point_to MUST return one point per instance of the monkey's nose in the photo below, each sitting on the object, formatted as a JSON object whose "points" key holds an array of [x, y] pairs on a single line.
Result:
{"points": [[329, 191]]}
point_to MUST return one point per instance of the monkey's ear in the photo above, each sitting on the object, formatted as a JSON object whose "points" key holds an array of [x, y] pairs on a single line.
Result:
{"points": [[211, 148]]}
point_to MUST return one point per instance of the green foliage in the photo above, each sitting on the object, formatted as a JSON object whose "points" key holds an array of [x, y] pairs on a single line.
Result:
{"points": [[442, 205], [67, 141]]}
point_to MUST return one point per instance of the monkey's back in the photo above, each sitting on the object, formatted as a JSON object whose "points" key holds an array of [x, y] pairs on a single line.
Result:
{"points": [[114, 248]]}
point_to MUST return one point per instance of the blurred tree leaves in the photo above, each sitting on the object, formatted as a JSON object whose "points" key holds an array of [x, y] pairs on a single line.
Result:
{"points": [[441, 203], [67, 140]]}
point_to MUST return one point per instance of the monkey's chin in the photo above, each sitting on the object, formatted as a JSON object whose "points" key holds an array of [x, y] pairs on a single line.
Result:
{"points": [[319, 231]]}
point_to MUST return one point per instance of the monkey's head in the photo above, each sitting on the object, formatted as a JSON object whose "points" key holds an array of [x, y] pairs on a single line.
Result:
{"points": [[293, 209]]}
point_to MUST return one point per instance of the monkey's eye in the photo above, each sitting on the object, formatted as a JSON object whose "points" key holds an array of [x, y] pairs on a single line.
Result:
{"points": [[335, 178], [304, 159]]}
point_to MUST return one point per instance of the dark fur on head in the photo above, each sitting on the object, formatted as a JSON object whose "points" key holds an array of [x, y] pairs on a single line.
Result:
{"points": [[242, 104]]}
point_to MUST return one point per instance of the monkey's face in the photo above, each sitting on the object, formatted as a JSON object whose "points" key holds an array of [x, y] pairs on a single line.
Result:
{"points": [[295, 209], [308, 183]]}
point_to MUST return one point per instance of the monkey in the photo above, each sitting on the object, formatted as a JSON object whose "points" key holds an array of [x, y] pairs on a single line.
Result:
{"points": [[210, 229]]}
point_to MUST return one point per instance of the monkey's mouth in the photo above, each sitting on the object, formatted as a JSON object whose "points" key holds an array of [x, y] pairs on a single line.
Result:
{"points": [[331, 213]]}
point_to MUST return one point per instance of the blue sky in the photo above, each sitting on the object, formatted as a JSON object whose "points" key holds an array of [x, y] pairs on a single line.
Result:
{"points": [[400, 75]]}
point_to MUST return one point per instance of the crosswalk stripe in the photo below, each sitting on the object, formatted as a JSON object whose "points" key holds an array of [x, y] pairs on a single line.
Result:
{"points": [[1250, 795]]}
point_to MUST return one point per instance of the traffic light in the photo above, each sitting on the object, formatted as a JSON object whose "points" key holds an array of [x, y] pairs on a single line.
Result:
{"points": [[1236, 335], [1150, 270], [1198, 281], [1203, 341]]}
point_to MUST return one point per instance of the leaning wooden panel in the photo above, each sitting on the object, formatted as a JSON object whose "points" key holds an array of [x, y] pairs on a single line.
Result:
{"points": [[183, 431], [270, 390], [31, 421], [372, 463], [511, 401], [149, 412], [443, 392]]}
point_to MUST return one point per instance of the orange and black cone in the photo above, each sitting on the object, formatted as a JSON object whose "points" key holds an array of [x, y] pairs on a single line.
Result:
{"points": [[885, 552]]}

Exercise details:
Look through the listing above and copy each line with the word "head" in it.

Result below:
point_to MUST return one point per instance of the monkey's head in the photo above, each sitting on the object, formatted as a JSON object whose "points" key holds an array of [x, y] pairs on a single line.
point_to MUST return one point per instance of the dark fur on head in the photo above, each sitting on the object, formatted as a JSON object whose "points" key holds an array of [x, y] pairs on a single line.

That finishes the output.